» **Input for this task**:
....
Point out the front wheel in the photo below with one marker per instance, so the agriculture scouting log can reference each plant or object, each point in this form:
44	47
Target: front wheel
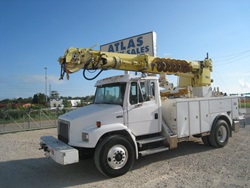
219	134
114	156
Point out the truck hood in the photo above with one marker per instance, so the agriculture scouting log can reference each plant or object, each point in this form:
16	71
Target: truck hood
95	112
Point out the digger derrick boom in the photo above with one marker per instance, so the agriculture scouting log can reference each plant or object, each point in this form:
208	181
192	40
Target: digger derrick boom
195	73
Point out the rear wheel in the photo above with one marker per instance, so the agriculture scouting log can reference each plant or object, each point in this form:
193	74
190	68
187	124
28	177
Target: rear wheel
219	134
114	156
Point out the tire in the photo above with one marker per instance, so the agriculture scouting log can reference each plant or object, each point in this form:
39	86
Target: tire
114	156
219	134
205	140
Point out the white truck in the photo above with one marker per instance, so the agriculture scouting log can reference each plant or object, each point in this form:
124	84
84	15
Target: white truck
132	117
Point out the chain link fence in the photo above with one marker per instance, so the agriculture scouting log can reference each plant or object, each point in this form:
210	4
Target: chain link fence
29	119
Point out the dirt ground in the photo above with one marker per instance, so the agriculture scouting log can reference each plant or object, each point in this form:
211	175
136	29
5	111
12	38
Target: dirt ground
192	164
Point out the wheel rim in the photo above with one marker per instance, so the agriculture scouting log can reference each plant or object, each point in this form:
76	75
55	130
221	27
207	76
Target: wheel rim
117	156
222	134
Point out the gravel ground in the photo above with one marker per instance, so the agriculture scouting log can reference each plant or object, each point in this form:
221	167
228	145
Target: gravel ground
192	164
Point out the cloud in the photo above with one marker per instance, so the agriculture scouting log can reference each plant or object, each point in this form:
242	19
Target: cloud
244	84
40	79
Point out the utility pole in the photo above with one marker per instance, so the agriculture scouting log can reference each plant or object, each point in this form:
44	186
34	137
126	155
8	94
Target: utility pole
45	84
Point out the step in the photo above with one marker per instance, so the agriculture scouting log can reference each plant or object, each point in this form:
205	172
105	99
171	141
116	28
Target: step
154	150
150	140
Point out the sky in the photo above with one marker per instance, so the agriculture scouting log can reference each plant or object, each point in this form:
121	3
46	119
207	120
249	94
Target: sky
34	34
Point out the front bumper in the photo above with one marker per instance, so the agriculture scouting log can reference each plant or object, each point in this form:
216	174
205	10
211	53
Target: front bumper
58	150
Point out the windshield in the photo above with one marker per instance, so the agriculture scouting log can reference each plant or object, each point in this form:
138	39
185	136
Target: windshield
110	94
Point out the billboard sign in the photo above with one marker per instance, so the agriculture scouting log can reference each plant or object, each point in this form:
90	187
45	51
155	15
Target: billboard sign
139	44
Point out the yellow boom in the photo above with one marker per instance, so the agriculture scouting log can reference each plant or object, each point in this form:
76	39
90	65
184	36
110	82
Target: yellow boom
193	73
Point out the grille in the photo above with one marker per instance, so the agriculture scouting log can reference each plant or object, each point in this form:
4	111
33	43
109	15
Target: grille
63	132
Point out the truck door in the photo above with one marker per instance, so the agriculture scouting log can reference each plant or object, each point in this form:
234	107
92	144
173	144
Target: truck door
143	109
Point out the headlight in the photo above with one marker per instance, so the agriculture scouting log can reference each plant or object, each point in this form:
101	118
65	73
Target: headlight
85	137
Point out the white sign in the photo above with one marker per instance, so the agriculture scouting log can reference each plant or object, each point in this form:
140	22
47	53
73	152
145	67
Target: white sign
139	44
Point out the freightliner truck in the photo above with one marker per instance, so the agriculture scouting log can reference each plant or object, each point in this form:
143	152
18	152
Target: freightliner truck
134	116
....
» **Work to be completed**:
Recast every line of the records above as a Markdown table with two columns, Row and Line, numbering each row and skipping blank lines. Leave the pictures out.

» **Answer below**:
| Row | Line |
|---|---|
| 1 | Point out the front wheel in the photo below with one marker per instance, so the agriculture scouting log can reference each plant or object, each point in this form: |
| 2 | 44	47 |
| 3 | Target: front wheel |
| 4 | 219	134 |
| 5 | 114	156 |
| 6 | Point out the truck hood in the photo above with one marker per instance, so the agriculture scouting log can reference each plant or object, each point in this form: |
| 7 | 16	71 |
| 8 | Target: truck hood |
| 9 | 95	112 |
| 10 | Point out the digger derrick boom in the photo above with one marker per instance, so the agriculture scouting log can reference each plant or object, each point in this form: |
| 11 | 208	181 |
| 12 | 192	40 |
| 13 | Target: digger derrick boom |
| 14 | 195	73 |
| 15 | Point out the rear wheel in the photo above with one marker per instance, so the agriculture scouting log can reference each plant or object, each point in this form: |
| 16 | 193	74 |
| 17 | 190	68 |
| 18 | 187	124 |
| 19 | 28	177 |
| 20 | Target: rear wheel |
| 21 | 219	134 |
| 22 | 114	156 |
| 23 | Point out the tire in the photo above with one marker per instance, so the agriculture scouting log can reference each plant or object, each point in this form: |
| 24 | 39	86 |
| 25 | Target: tire |
| 26 | 114	156 |
| 27 | 219	134 |
| 28 | 205	140 |
| 29 | Point out the white truck in the photo above with one marker per instance, so the agriculture scouting log can reference each plant or object, each point in this form: |
| 30 | 124	84 |
| 31 | 84	15 |
| 32 | Target: white truck |
| 33 | 132	117 |
| 34 | Point out the chain link fence in the photo above with one marker per instance, so the agriculture scouting log can reference each plant or object, each point in this form: |
| 35 | 210	4 |
| 36 | Target: chain link fence |
| 37 | 29	119 |
| 38 | Point out the dirt ground in the photo above with one marker per instance, so the agriculture scouting log can reference each plant or object, each point in this form: |
| 39 | 211	175 |
| 40 | 136	29 |
| 41 | 5	111 |
| 42 | 12	38 |
| 43 | Target: dirt ground |
| 44 | 192	164 |
| 45 | Point out the wheel rim in the photo above with one marker per instance, so the agriculture scouting log can reference each plant or object, each point in this form: |
| 46 | 76	75 |
| 47 | 55	130 |
| 48 | 221	27 |
| 49 | 207	76 |
| 50 | Target: wheel rim |
| 51 | 117	156 |
| 52 | 222	134 |
| 53 | Point out the gravel ground in the photo above with one marker per instance, so the agriculture scouting log can reference each plant or object, each point in this form: |
| 54 | 221	167 |
| 55 | 228	145 |
| 56 | Target: gravel ground |
| 57 | 192	164 |
| 58 | Point out the cloud in the photo above with one marker per instance, so the agriculture scouting log can reference each plant or object, each point in this form: |
| 59 | 242	19 |
| 60 | Target: cloud |
| 61 | 244	84 |
| 62 | 40	79 |
| 63 | Point out the utility pole in the photo above with one marker per instance, so the agriculture scouting log can reference each plant or object, each point in this form: |
| 64 | 44	186 |
| 65 | 34	137 |
| 66 | 126	155 |
| 67 | 8	94 |
| 68 | Target: utility pole |
| 69 | 45	84 |
| 70 | Point out the step in the photo above with one marker per instance, so the agriculture scouting log can reference each plant or object, each point in this form: |
| 71 | 205	172 |
| 72 | 105	99 |
| 73 | 171	141 |
| 74 | 116	28 |
| 75 | Target: step |
| 76 | 154	150 |
| 77 | 150	140 |
| 78 | Point out the sky in the photo above with one marker per instance, so the agriculture scouting log can reference each plant or object, each point in this form: |
| 79 | 121	3 |
| 80 | 46	119 |
| 81 | 207	120 |
| 82 | 249	94 |
| 83 | Target: sky |
| 84 | 34	34 |
| 85 | Point out the front bumper in the photo above with one marker per instance, so the agriculture scouting log can reference each plant or object, each point in this form: |
| 86 | 216	174 |
| 87 | 205	10 |
| 88 | 211	53 |
| 89 | Target: front bumper |
| 90 | 58	150 |
| 91 | Point out the windshield in the photo above with one marker per instance, so the agriculture scouting log can reference each plant or object, each point in this form: |
| 92 | 138	39 |
| 93 | 185	136 |
| 94 | Target: windshield |
| 95 | 110	94 |
| 96 | Point out the billboard sign in the photo above with one marker per instance, so the agriculture scouting log can reference each plant or object, each point in this form: |
| 97 | 90	187 |
| 98 | 45	51 |
| 99 | 155	15 |
| 100 | Target: billboard sign |
| 101 | 139	44 |
| 102 | Point out the yellow boom in the photo above with one marker per instance, so the agriculture scouting log can reference each plant or object, each point in this form: |
| 103 | 76	39 |
| 104 | 90	65 |
| 105 | 184	36 |
| 106 | 110	82 |
| 107 | Target: yellow boom |
| 108 | 193	73 |
| 109 | Point out the grille in the photo above with one marker per instance, so the agriculture scouting log can reference each plant or object, each point in this form: |
| 110 | 4	111 |
| 111 | 33	43 |
| 112 | 109	15 |
| 113 | Target: grille |
| 114 | 63	132 |
| 115 | Point out the truck door in the photo above with one marker per instance, so the agriculture scouting log can reference each plant or object, each point in this form: |
| 116 | 234	107 |
| 117 | 92	144 |
| 118 | 173	144 |
| 119 | Target: truck door |
| 120 | 143	109 |
| 121 | Point out the headlight in the photo above with one marker per instance, so the agriculture scouting log can reference each plant or object, each point in this form: |
| 122 | 101	118 |
| 123 | 65	73 |
| 124 | Target: headlight |
| 125 | 85	137 |
| 126 | Point out the white sign in the photo above with one marker per instance, so the agriculture scouting log can reference each plant or object, each point in this form: |
| 127 | 140	22 |
| 128 | 47	53 |
| 129 | 73	152 |
| 130 | 145	67 |
| 131 | Target: white sign |
| 132 | 139	44 |
| 133 | Point out the freightliner truck in the photo above with one marker per instance, so the agriculture scouting log can reference each plant or object, each point in this form: |
| 134 | 143	152 |
| 135 | 18	152 |
| 136 | Target: freightliner truck |
| 137 | 134	116 |